[Selected excerpt Boundary: Start]

Campbell Clinic & University of Tennessee Health Sciences Center
Concuss(us): On Knowing the Athletic Brain, Damaged

Sport-based traumatic brain injuries have in recent years become increasingly exigent in public health and medical science discourses. Numerous scholars and public commentators have suggested that the violence endogenous to many popular contact sports—boxing, mixed martial arts, American football, hockey, among them—has intensified in rhythm with advances in speed/strength training regiments and performance technology. The ‘concussion crisis’ as a matter of public concern perhaps reached its apogee with the release of the Will Smith-protagonized film Concussion, which depicts the struggles of Dr. Bennet Omalu as he sought to challenge the medical and professional sport dispositifs standing orthodoxies on links between sport participation and long-term health consequences thereof. 

Our concern here is with how the brain—as both instrument (the doctor’s or athlete’s medical diagnosis) and object (swelling, ionic imbalance, damaged nerve fibers, etc.) of biopolitics—expresses itself at the materializations of medical gaze and corporeality. That is, how is the traumatized brain in sporting contexts expressed, embodied, performed, diagnosed, and rendered safe or at risk? In this presentation, the authors seek to establish a cross-disciplinary dialogue around the concurrent medical, performative, and neuro-physical events that constitute the sport-based concussion. By way of this ‘dialogue,’ the first author will provide auto-ethnographic reflections on the challenges faced by medical care providers (and by those concussed) in (self-)diagnosing the symptoms associated with brain trauma. The authors will conclude with a series of new materialist interpretations of how sport-based violence comes to be embodied as brain matter-turned-performance/discourse.

[Selected excerpt Boundary: End]
[Excerpted records Boundary: Start]

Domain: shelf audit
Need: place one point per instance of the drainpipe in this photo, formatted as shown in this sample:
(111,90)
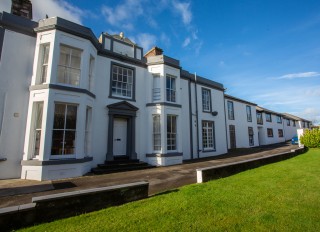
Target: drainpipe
(190,117)
(197,116)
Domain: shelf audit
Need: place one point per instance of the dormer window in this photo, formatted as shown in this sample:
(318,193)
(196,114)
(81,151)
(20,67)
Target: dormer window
(69,68)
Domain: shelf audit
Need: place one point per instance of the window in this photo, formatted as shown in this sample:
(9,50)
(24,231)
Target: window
(122,81)
(270,132)
(87,139)
(208,140)
(171,88)
(249,115)
(171,132)
(206,100)
(69,66)
(250,132)
(279,119)
(156,93)
(259,118)
(38,111)
(156,133)
(268,117)
(288,122)
(280,133)
(44,58)
(230,110)
(64,129)
(90,78)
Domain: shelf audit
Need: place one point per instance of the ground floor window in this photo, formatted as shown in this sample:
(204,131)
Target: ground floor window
(156,133)
(64,129)
(37,117)
(208,140)
(270,132)
(280,133)
(171,132)
(250,132)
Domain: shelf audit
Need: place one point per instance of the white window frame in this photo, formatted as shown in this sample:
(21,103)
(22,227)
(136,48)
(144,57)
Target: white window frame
(67,78)
(64,130)
(171,85)
(206,100)
(208,136)
(122,85)
(172,132)
(156,132)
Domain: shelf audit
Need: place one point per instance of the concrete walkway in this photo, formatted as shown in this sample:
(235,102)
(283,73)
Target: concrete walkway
(16,191)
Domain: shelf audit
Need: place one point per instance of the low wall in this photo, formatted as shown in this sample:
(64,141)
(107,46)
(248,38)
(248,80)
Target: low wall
(211,173)
(51,207)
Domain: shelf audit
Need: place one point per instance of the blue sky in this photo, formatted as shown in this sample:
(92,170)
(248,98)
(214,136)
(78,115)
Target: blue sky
(266,52)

[Excerpted records Boundary: End]

= Problems and tasks =
a. For each statement, say yes or no according to the concussion abstract and quote the words of the abstract that decide it: (i) The film Concussion depicts the struggles of Dr. Bennet Omalu. (ii) The authors will end their presentation with auto-ethnographic reflections. (iii) The first author is the one who will provide auto-ethnographic reflections.
b. Answer these from the concussion abstract:
(i) Which contact sports does it name?
(ii) Which actor is linked to the film Concussion?
(iii) What examples does it give of the brain as an object of biopolitics?

= Problem solutions =
a.
(i) Yes: "which depicts the struggles of Dr. Bennet Omalu"
(ii) No: "The authors will conclude with a series of new materialist interpretations"
(iii) Yes: "the first author will provide auto-ethnographic reflections"

b.
(i) Boxing, mixed martial arts, American football, and hockey.
(ii) Will Smith.
(iii) Swelling, ionic imbalance, and damaged nerve fibers.